Task to complete: Begin at the line containing "rough mask: <svg" and end at the final line of the entries. Please reproduce those lines exactly.

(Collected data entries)
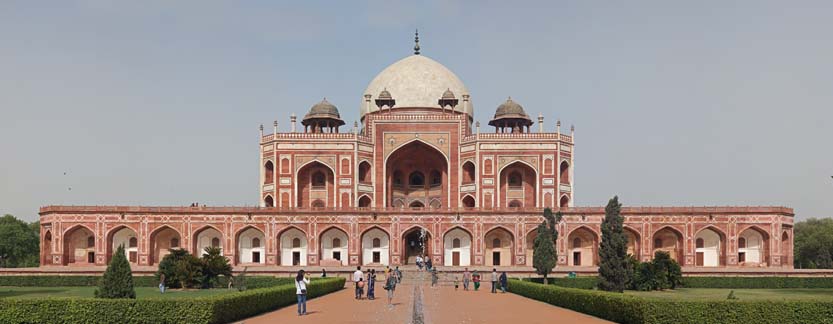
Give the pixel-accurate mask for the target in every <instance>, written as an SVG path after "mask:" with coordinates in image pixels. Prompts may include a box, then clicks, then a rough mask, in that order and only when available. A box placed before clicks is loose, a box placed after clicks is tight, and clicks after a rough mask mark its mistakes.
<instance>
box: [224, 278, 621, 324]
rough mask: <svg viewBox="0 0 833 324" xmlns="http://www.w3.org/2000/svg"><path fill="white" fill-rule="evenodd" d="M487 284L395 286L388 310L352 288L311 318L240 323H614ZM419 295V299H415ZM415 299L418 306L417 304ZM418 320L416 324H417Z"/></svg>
mask: <svg viewBox="0 0 833 324" xmlns="http://www.w3.org/2000/svg"><path fill="white" fill-rule="evenodd" d="M490 284H491V283H488V282H487V283H486V284H485V285H483V286H482V287H481V290H480V291H477V292H475V291H463V289H462V287H461V288H460V289H459V290H457V291H455V290H454V287H452V286H439V287H433V288H432V287H430V285H428V284H427V283H423V284H404V283H403V284H402V285H400V286H397V289H396V296H395V298H394V303H395V304H396V305H395V306H393V307H392V308H391V307H388V306H387V305H386V304H387V300H386V298H385V291H384V290H382V289H379V290H378V291H377V299H376V300H372V301H371V300H361V301H357V300H355V299H354V298H353V289H352V287H353V286H352V284H350V283H348V284H347V285H348V287H347V288H345V289H344V290H341V291H338V292H335V293H332V294H329V295H327V296H323V297H319V298H316V299H313V300H310V301H308V302H307V312H308V313H309V314H308V315H307V316H303V317H299V316H298V315H297V312H296V310H297V308H296V307H295V305H293V306H289V307H285V308H282V309H279V310H277V311H274V312H271V313H266V314H263V315H260V316H257V317H253V318H250V319H247V320H245V321H241V322H239V323H245V324H260V323H264V324H265V323H322V324H323V323H327V324H329V323H386V324H395V323H417V324H419V323H420V322H419V320H420V319H421V320H422V321H423V322H422V323H430V324H433V323H461V324H474V323H515V324H521V323H568V324H569V323H582V324H583V323H588V324H593V323H610V322H607V321H604V320H601V319H598V318H595V317H592V316H588V315H585V314H581V313H577V312H574V311H571V310H568V309H564V308H559V307H555V306H552V305H549V304H545V303H542V302H538V301H535V300H532V299H527V298H524V297H521V296H518V295H515V294H512V293H506V294H501V293H497V294H491V293H490V292H489V287H490ZM415 297H416V298H415ZM415 299H416V300H417V302H416V303H415V302H414V301H415ZM415 319H416V321H415Z"/></svg>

Solution below:
rough mask: <svg viewBox="0 0 833 324" xmlns="http://www.w3.org/2000/svg"><path fill="white" fill-rule="evenodd" d="M487 284L395 286L388 310L352 288L311 318L240 323H614ZM419 295V299H415ZM415 299L418 306L417 304ZM418 320L416 324H417Z"/></svg>
mask: <svg viewBox="0 0 833 324" xmlns="http://www.w3.org/2000/svg"><path fill="white" fill-rule="evenodd" d="M490 284H491V283H488V282H487V283H486V284H485V285H483V286H482V287H481V290H480V291H477V292H475V291H463V289H462V287H461V288H460V289H459V290H457V291H455V290H454V287H452V286H439V287H433V288H432V287H430V285H428V284H427V283H423V284H404V283H403V284H402V285H400V286H397V289H396V296H395V298H394V303H395V304H396V305H395V306H393V307H392V308H391V307H388V306H387V305H386V304H387V300H386V298H385V291H384V290H382V289H379V290H378V291H377V299H376V300H372V301H371V300H361V301H357V300H355V299H354V298H353V289H352V287H353V286H352V284H350V283H348V284H347V285H348V287H347V288H345V289H344V290H341V291H338V292H335V293H332V294H329V295H327V296H323V297H319V298H316V299H313V300H310V301H308V302H307V312H308V313H309V314H308V315H307V316H303V317H299V316H298V315H297V312H296V310H297V308H296V307H295V305H293V306H289V307H285V308H282V309H279V310H277V311H274V312H271V313H266V314H263V315H260V316H257V317H253V318H250V319H247V320H245V321H241V322H239V323H245V324H260V323H264V324H265V323H322V324H323V323H327V324H329V323H386V324H395V323H417V324H419V323H420V322H419V320H420V319H421V320H422V321H423V322H422V323H430V324H433V323H461V324H474V323H515V324H521V323H568V324H569V323H582V324H583V323H588V324H593V323H610V322H607V321H604V320H601V319H598V318H595V317H592V316H588V315H585V314H581V313H577V312H574V311H571V310H568V309H564V308H559V307H555V306H552V305H549V304H545V303H542V302H538V301H535V300H532V299H527V298H524V297H521V296H518V295H515V294H512V293H506V294H501V293H497V294H491V293H490V292H489V287H490ZM415 297H416V298H415ZM415 299H416V300H417V302H416V303H415V302H414V301H415ZM415 319H416V321H415Z"/></svg>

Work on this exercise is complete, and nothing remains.